# AIM OF THE EXERCISE
Please give every record below again exactly, and keep the pictures out.

-- RECORDS TO USE follows --

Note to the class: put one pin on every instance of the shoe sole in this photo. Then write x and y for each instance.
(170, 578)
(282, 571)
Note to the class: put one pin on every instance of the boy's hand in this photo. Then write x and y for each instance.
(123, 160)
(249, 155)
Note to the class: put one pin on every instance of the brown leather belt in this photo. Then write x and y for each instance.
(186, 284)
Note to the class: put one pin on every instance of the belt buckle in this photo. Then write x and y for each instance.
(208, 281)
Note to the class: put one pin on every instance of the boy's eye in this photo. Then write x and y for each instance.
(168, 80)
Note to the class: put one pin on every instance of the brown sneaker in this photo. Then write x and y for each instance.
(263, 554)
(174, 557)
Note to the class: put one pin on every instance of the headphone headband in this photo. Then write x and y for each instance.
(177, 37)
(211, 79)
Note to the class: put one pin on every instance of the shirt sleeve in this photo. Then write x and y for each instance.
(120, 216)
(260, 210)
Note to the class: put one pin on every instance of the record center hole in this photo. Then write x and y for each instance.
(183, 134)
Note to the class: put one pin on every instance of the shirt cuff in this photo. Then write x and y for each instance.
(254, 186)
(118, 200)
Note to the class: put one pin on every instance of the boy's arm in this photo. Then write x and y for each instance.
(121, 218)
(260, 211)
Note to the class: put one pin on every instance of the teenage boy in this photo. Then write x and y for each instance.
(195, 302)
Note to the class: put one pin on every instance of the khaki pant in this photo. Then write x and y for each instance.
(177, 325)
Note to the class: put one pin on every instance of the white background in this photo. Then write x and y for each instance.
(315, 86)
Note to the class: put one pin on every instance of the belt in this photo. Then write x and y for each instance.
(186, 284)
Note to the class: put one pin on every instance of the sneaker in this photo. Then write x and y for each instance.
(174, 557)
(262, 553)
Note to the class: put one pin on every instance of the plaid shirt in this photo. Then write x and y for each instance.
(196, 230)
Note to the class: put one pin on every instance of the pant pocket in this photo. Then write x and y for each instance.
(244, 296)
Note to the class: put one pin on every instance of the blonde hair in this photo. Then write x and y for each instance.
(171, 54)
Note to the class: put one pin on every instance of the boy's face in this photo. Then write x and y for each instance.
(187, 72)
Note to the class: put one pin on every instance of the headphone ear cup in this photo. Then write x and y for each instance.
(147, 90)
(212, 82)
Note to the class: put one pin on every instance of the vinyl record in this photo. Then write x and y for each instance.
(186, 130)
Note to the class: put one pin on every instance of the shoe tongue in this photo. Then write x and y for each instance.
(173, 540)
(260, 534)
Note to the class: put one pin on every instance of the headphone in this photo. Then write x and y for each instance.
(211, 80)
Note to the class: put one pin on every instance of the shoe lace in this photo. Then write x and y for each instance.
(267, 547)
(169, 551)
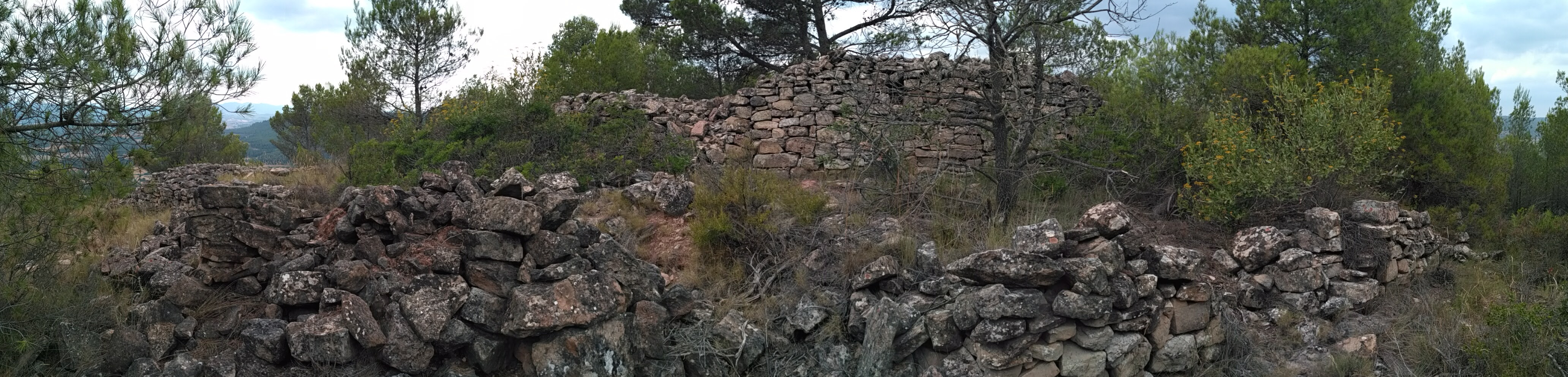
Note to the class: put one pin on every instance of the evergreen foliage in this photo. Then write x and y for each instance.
(189, 140)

-- RECORDS TO USE concluded --

# SOLVED PROBLEM
Note to the class: put one pin on every instance of the shoe sole in this photo. Then write x and y for each instance.
(170, 578)
(282, 571)
Note to the class: put one pin on every instance of the boy's hand in this photo. Then write x and y for each instance.
(123, 160)
(249, 155)
Note to the class: put one pin on every instance of the brown leather belt in this photo. Then write x and y for each instance.
(186, 284)
Note to the class: put one pin on every instance of the belt buckle in this photo. Then write x and y for each instance.
(208, 281)
Note to the class: put one pin on every instance of the boy's eye in this photo. Then write x and y for each instance.
(168, 80)
Note to the class: put one pin on every instance of the brown sneaker in this photo. Then write x and y for each instance.
(263, 554)
(174, 557)
Note to the class: put one pin on every instance of the headphone headband in this photo. Then write x and y for each instance.
(177, 37)
(211, 79)
Note to the class: put one pin on every instance of the shirt sleeve in this photo. Then write x and y for each instance.
(120, 216)
(260, 210)
Note to the class: put one pin on every instance of the record center hole in this photo. Then write x and y for each instance.
(183, 134)
Note to the class: put one pin on every instance of the shirt cuff in this photo. Then write x and y for each instance.
(254, 186)
(118, 200)
Note to the class: put one pin on every instance of the boy's arm in this photo. Then write x and y for each instance.
(121, 218)
(260, 211)
Note to the class: put one pin on every instance of the teenage boy in this photo. Then write x and y for each instance.
(195, 302)
Note to the class: put one pin on every instance of the khaki pant in this photo. Then write x and y for each instance.
(177, 325)
Note to the class: put one pin on every instance of the white background in this photo. Then write x and y for each instance.
(315, 86)
Note to the class: put one pin on every instance of the belt in this photo. Then write x and y for each instance.
(186, 284)
Note to the class: put one pin on every instance of the sneaker in this photo. Then write x and y for each instance.
(174, 557)
(262, 553)
Note to the class: put one pin on every instance of the plaid shirt in this photo. Then write x and y for each instance.
(196, 230)
Note to the class: put one pin on every instance of the pant pocket in this photo. Then write x and y for each instance.
(244, 296)
Note to the class: put one pin on every instance of the blonde hair in this photo. Then write x and y for each instance.
(171, 54)
Note to the class: put one pin on every instance of the boy's face in this photo. Then write x and y for each instance.
(187, 72)
Note to the class: put one pin on every instance of the headphone ear cup in this photo. Then write x and y for each instance.
(147, 90)
(212, 82)
Note to the class: put one pin on every instance of the vinyl record in this photo. Then write x and y for each instance.
(186, 130)
Note to the class: put one pin on every instance of the shoe tongue in this photo. Then write x and y for each instance.
(173, 540)
(260, 534)
Note to the class: put one pin on every instance of the headphone in this photo. Then write x and y for each instance.
(211, 80)
Note to the class: put one pin on every instance of the shoe lace in this photo. Then write x and y for each instance.
(267, 547)
(169, 551)
Note to the class: put one pin on every instance of the evergreen foliage in this photo. Then write x and y for each instance.
(189, 140)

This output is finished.